** DATA RECORDS follows **
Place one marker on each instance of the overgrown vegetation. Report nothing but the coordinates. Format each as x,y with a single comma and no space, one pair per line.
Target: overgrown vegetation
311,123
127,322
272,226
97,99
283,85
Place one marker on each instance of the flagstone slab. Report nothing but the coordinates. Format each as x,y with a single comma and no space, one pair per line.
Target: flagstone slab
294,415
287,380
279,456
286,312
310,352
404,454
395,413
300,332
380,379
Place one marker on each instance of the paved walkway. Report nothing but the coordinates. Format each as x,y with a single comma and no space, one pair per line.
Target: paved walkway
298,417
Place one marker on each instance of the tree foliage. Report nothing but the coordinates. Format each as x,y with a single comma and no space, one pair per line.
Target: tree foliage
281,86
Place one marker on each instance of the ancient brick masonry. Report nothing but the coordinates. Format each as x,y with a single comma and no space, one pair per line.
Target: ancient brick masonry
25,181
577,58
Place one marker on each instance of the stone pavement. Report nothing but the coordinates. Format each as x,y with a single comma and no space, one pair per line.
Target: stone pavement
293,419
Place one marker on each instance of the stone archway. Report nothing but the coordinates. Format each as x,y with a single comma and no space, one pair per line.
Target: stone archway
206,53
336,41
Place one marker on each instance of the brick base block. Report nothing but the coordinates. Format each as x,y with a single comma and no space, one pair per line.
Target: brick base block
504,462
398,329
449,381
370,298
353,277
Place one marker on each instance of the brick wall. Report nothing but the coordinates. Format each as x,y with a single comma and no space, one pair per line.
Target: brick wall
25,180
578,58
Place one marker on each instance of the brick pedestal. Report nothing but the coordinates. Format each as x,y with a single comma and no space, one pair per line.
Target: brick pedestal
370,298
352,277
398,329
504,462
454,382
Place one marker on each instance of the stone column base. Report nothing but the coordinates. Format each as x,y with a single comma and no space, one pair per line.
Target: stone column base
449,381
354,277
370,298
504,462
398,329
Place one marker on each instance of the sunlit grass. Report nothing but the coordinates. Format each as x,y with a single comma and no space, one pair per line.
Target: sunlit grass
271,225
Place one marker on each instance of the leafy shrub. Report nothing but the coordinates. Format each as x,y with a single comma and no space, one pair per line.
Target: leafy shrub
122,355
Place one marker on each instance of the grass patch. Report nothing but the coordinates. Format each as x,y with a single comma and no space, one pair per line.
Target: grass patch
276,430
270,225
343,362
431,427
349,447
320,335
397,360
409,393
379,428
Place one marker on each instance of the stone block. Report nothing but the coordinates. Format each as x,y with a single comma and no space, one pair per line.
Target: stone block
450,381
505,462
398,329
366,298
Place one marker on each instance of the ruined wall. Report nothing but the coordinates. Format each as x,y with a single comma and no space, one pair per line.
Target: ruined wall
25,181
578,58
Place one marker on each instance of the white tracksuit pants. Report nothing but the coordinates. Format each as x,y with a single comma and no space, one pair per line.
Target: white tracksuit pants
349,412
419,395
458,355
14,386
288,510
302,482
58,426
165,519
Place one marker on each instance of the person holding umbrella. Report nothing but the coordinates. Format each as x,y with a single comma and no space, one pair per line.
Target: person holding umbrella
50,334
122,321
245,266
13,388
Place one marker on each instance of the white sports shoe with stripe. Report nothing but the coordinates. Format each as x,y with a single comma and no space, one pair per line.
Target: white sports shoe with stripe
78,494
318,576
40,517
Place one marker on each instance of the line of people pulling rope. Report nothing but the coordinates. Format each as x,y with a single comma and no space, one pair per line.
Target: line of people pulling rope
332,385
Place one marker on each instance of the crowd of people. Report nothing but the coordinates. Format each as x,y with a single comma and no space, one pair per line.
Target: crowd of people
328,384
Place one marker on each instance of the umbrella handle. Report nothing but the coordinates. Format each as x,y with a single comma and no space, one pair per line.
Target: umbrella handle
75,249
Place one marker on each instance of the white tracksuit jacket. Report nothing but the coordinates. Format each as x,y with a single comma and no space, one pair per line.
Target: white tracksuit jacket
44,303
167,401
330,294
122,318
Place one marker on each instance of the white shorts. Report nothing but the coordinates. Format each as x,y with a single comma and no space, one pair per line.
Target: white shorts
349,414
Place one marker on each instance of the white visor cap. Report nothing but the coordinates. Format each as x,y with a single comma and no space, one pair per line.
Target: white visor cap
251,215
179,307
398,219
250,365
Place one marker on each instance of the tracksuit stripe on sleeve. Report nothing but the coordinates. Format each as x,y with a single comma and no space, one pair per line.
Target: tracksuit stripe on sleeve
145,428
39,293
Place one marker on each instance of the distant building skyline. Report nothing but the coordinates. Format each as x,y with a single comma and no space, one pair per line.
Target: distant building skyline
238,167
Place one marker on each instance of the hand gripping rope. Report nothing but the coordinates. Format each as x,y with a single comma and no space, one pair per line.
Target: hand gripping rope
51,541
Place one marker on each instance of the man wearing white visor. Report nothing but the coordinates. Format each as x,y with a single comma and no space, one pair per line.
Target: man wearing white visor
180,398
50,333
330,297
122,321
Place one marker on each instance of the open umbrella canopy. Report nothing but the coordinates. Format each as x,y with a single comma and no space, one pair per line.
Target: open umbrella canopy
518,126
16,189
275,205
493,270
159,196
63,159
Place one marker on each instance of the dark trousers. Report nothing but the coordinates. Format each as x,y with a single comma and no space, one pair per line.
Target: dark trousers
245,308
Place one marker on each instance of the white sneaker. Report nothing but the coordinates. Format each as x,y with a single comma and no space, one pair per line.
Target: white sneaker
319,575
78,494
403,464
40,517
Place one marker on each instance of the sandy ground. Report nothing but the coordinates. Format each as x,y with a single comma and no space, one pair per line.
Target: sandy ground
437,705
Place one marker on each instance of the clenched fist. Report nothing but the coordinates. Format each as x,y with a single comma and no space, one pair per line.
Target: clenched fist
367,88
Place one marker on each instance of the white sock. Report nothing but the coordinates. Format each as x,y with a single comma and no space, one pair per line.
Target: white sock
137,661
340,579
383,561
** End of DATA RECORDS **
• _YOUR ASSIGNMENT_
Down to the last line, restate the records exactly.

• _SOLVED PROBLEM_
Place one marker on each instance of the overgrown vegetation. Report nothing but the coordinates. Format each as x,y with a single comma and no space, one pair per line.
Target: overgrown vegetation
311,123
127,322
272,226
97,99
283,85
Place one marker on each instance of the flagstone slab. Report nothing but the coordinates. Format each as x,y with a single comma and no space, one pair per line.
Target: flagstone slab
294,415
287,380
279,456
286,312
310,352
404,454
395,413
300,332
380,379
Place one marker on each instance of the paved walkway. Report nothing but the coordinates. Format each as x,y with a single comma and no space, one pair per line.
Target: paved walkway
298,417
Place one marker on each instance of the tree foliage. Report nothing but the coordinates. Format each as x,y with a single comma and no space, one pair per line.
Target: tree foliage
281,86
Place one marker on each instance of the ancient brick masonry. Report nothing but the coordinates. Format each as x,y with a single comma and no space, one pair per line.
Target: ancient brick masonry
25,181
577,58
Place one marker on each instance of the stone pavement. Report nothing but the coordinates. Format each as x,y with a single comma and no space, one pair per line.
Target: stone pavement
293,419
Place one marker on each instance of the stone archway. Report nothing but the coordinates. Format each as x,y with a single comma and no space, one pair per line.
Target: stone archway
206,53
336,41
Place one marker on each instance of the brick base block. Report nothing but the coordinates. Format each as x,y with a single comma and no space, one pair per line.
Target: brick base block
504,462
398,329
449,381
370,298
353,277
Place one marker on each instance of the brick wall. Report nothing but the coordinates. Format each as x,y with a single comma and no space, one pair per line.
Target: brick wall
25,180
578,58
Place one marker on each instance of the brick pedestal. Report nothing but the coordinates. Format each as x,y with a single comma and no space, one pair per line.
Target: brick pedestal
370,298
352,277
398,329
504,462
454,382
Place one marker on each instance of the stone column base. Report nothing but the coordinates. Format each as x,y with a single comma and no space, one pair per line.
Target: stone column base
449,381
354,277
370,298
504,462
398,329
Place one marker on each instance of the sunlit grass. Report nothing but the coordinates. Format each as x,y with a single comma and no space, one pair per line.
Target: sunlit grass
271,225
Place one marker on each instance of the leafy shrub. Report nothing but the coordinates. Format each as x,y with a single comma and no space, one pair per line.
Target: leafy shrub
122,355
Place one marker on each instance of the grass patch. Report nothing but the coordinates. Format each as x,y with a single comma and no space, one pair per line.
Target: grass patch
276,430
270,225
343,362
431,427
349,447
320,335
397,360
409,393
379,428
Place one marker on each instance of the stone block. Report nothing but the coordinates. Format each as x,y with a single comma and no space, one pair per line.
Target: stone block
450,381
505,462
398,329
366,298
Place one marker on each instance of the ruined wall. Report nothing but the coordinates. Format each as x,y with a single comma and no space, one pair per line.
Target: ruined wall
25,181
578,58
Place one marker on each instance of the white tracksuit pants. Report nothing but the coordinates. Format each as x,y with a single comma and no space, one pair per line.
Target: white tracksuit pants
349,412
419,395
458,355
14,386
288,510
302,482
58,426
165,519
Place one marker on each instance of the person holding umbrella. Report nothing but the coordinates. Format each as x,y with a single comma and no space, one pair per line.
Target: person holding umbrella
50,334
122,321
245,266
13,388
Place one marker on each instance of the white sports shoe with stripe. Report nothing but the coordinates. Format each as x,y with a single comma and no space, one pair per line.
Target: white sports shoe with stripe
78,494
318,576
40,517
Place one marker on each instance of the line of people pulling rope. Report nothing but the coordinates. Format each as x,y with a single comma and no space, one pair per line.
Target: line of people pulling rope
332,385
Place one marker on each instance of the crowd of people. Report nothing but the coordinates. Format each as x,y with a single comma and no space, one pair per line.
Target: crowd of people
328,384
Place one marker on each instance of the umbrella handle. Report nothing but the coordinates. Format each as x,y with a single comma and no space, one pair per line.
Target: umbrella handle
75,249
Place one marker on each instance of the white tracksuit jacket. Report nothing but the coordinates. Format each as x,y with a single comma and no space, one pair per line.
Target: white tracksuit jacket
44,303
167,401
330,294
122,318
Place one marker on each instance of the white shorts. Report nothing but the coordinates. Format each as x,y with a single comma and no space, one pair per line.
Target: white shorts
349,414
Place one marker on each instance of the white visor cap. Report nothing but the coordinates. Format each as x,y with a single comma and no space, one pair per line.
Target: white visor cap
251,215
179,307
398,219
250,365
Place one marker on each instance of the tracksuit stripe on sleeve. Report nothing but the coordinates. Format each as x,y with a single comma and no space, one pair per line.
Target: tracksuit stripe on sleeve
145,428
39,293
Place one marker on each instance of the distant building skyline. Report nothing but the coordinates. Format each as x,y with a single comma and no space, one pair per line.
Target: distant building skyline
238,167
Place one marker on each instance of the hand gripping rope. Report nothing but the coordinates. Format each as x,y with a single comma and no space, one pair per line.
Target: hand gripping rope
51,541
Place one marker on each instance of the man wearing white visor. Report nothing but the coordinates. Format each as x,y with a single comma and no space, one pair per line.
Target: man wearing white visor
180,398
50,333
330,297
122,321
Place one marker on each instance of the open umbrella canopy. Report nothing but the coordinates. Format each as x,y with a single comma and no space, one pair per line.
Target: open umbrella canopy
518,126
16,189
275,205
493,270
159,196
63,159
Place one marker on each instance of the dark trousers. Report nothing but the coordinates. Format each as x,y with a single comma and no space, one pair per line.
Target: dark trousers
245,308
Place one marker on each instance of the white sneaker. Report nothing but the coordinates. Format each as x,y with a single comma and no space, one pair per line.
Target: white sneaker
319,575
78,494
403,464
40,517
Place one marker on each instance of the sandy ground. Report nothing but the coordinates. Format each as x,y with a single comma and no space, one pair per line.
Target: sandy ground
437,705
Place one marker on each instance of the clenched fist. Report nothing but the coordinates. Format each as x,y with a single comma and no space, one pair per line.
Target: clenched fist
367,88
Place one marker on each instance of the white sock. Report nothing but the coordinates. Format each as x,y with a single comma and no space, one pair per line.
Target: white sock
137,661
340,579
383,561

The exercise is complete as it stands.